## [Description of the task]
Give every line of the records below as a JSON list of strings, one string per line, with blank lines omitted.

## [Dataset entries]
____________

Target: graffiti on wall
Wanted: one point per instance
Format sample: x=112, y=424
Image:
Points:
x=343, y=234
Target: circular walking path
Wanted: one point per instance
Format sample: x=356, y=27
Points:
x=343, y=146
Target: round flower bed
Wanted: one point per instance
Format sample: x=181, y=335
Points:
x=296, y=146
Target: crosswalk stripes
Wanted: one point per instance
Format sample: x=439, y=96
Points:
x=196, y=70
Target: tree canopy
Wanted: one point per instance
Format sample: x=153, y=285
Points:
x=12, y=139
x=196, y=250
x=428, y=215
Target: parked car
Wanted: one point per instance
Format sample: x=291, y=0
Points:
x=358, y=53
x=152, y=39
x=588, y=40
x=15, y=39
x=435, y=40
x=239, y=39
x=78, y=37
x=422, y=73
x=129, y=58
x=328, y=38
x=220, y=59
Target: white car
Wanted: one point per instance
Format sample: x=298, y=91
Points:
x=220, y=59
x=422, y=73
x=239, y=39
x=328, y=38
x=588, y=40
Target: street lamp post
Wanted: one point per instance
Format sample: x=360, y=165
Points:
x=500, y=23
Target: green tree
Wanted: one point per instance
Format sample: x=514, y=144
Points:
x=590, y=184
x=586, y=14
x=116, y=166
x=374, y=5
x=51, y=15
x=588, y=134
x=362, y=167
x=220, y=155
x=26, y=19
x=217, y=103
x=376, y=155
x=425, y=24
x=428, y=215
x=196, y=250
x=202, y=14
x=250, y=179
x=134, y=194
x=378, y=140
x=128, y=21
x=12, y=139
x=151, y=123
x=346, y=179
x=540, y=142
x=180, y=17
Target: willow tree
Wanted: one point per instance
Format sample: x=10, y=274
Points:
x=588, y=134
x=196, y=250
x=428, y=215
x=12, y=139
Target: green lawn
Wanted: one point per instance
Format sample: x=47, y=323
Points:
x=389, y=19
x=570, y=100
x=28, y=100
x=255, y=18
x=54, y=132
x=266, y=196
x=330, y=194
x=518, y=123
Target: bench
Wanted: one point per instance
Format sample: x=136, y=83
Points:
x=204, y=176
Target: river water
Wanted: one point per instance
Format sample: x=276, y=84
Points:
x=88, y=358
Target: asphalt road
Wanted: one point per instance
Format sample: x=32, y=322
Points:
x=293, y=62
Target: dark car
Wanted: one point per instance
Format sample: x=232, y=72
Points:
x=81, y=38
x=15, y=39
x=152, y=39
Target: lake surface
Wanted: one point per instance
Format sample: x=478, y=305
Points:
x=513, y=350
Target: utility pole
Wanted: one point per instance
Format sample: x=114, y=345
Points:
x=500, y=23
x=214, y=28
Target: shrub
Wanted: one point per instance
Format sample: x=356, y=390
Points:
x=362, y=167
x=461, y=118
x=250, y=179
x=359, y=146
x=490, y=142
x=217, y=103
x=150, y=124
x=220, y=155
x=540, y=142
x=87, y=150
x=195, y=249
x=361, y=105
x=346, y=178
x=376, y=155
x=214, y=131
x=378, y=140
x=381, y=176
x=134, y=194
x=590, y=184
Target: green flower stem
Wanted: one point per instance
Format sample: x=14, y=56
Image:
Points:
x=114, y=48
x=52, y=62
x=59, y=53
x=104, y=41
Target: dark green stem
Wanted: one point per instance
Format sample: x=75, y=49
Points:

____________

## [Solution below]
[
  "Target: graffiti on wall",
  "Wanted: one point per instance",
  "Format sample: x=112, y=424",
  "Image:",
  "Points:",
  "x=343, y=234",
  "Target: circular walking path",
  "Wanted: one point per instance",
  "Format sample: x=356, y=27",
  "Points:",
  "x=343, y=146",
  "Target: round flower bed",
  "Wanted: one point per instance",
  "Format sample: x=181, y=335",
  "Points:",
  "x=296, y=146",
  "Target: crosswalk stripes",
  "Wanted: one point per instance",
  "Format sample: x=439, y=96",
  "Points:",
  "x=196, y=70",
  "Target: tree canopy",
  "Wanted: one point per instance",
  "Format sample: x=153, y=285",
  "Points:",
  "x=12, y=139",
  "x=196, y=250",
  "x=428, y=215",
  "Target: parked car",
  "Wanted: one point per instance",
  "Format sample: x=291, y=0",
  "Points:",
  "x=358, y=53",
  "x=152, y=39",
  "x=588, y=40",
  "x=15, y=39",
  "x=435, y=40",
  "x=239, y=39",
  "x=78, y=37",
  "x=422, y=73",
  "x=129, y=58",
  "x=328, y=38",
  "x=220, y=59",
  "Target: white car",
  "Wanted: one point per instance",
  "Format sample: x=298, y=91",
  "Points:",
  "x=220, y=59",
  "x=422, y=73",
  "x=239, y=39",
  "x=328, y=38",
  "x=588, y=40",
  "Target: street lamp post",
  "Wanted: one point per instance",
  "Format sample: x=360, y=165",
  "Points:",
  "x=500, y=23",
  "Target: green tree",
  "Wanted: one point per instance",
  "Format sample: x=514, y=144",
  "Points:",
  "x=590, y=184",
  "x=586, y=14",
  "x=116, y=166",
  "x=374, y=5",
  "x=51, y=15",
  "x=588, y=134",
  "x=362, y=167",
  "x=220, y=155",
  "x=26, y=19",
  "x=217, y=103",
  "x=376, y=155",
  "x=425, y=24",
  "x=428, y=215",
  "x=196, y=250",
  "x=202, y=14",
  "x=250, y=179",
  "x=134, y=194",
  "x=378, y=140",
  "x=128, y=21",
  "x=12, y=139",
  "x=151, y=123",
  "x=346, y=179",
  "x=540, y=142",
  "x=180, y=17",
  "Target: willow tree",
  "Wanted: one point per instance",
  "Format sample: x=10, y=274",
  "Points:",
  "x=588, y=134",
  "x=196, y=250",
  "x=428, y=215",
  "x=12, y=139",
  "Target: green lawn",
  "Wanted: one point per instance",
  "Format sample: x=47, y=323",
  "Points:",
  "x=389, y=19",
  "x=570, y=100",
  "x=28, y=100",
  "x=255, y=18",
  "x=54, y=132",
  "x=266, y=196",
  "x=330, y=194",
  "x=518, y=123",
  "Target: bench",
  "Wanted: one point per instance",
  "Format sample: x=136, y=83",
  "Points:",
  "x=204, y=176",
  "Target: river water",
  "Wanted: one point per instance",
  "Format sample: x=276, y=84",
  "Points:",
  "x=88, y=358",
  "Target: asphalt road",
  "Wanted: one point per instance",
  "Format sample: x=32, y=322",
  "Points:",
  "x=293, y=62",
  "Target: dark car",
  "Wanted: one point per instance",
  "Format sample: x=232, y=72",
  "Points:",
  "x=81, y=38",
  "x=15, y=39",
  "x=152, y=39",
  "Target: lake surface",
  "Wanted: one point per instance",
  "Format sample: x=478, y=305",
  "Points:",
  "x=513, y=350",
  "Target: utility pole",
  "Wanted: one point per instance",
  "Format sample: x=114, y=345",
  "Points:",
  "x=500, y=23",
  "x=214, y=28",
  "Target: shrub",
  "Wanted: one point per instance",
  "Format sample: x=356, y=390",
  "Points:",
  "x=362, y=167",
  "x=461, y=118",
  "x=250, y=179",
  "x=359, y=146",
  "x=490, y=142",
  "x=217, y=103",
  "x=150, y=124",
  "x=220, y=155",
  "x=540, y=142",
  "x=87, y=150",
  "x=195, y=249",
  "x=361, y=105",
  "x=346, y=178",
  "x=376, y=155",
  "x=214, y=131",
  "x=378, y=140",
  "x=381, y=176",
  "x=134, y=194",
  "x=590, y=184",
  "Target: green flower stem",
  "Wanted: one point per instance",
  "Format sample: x=14, y=56",
  "Image:",
  "Points:",
  "x=114, y=48",
  "x=52, y=62",
  "x=59, y=53",
  "x=104, y=41",
  "Target: dark green stem",
  "Wanted: one point per instance",
  "Format sample: x=75, y=49",
  "Points:"
]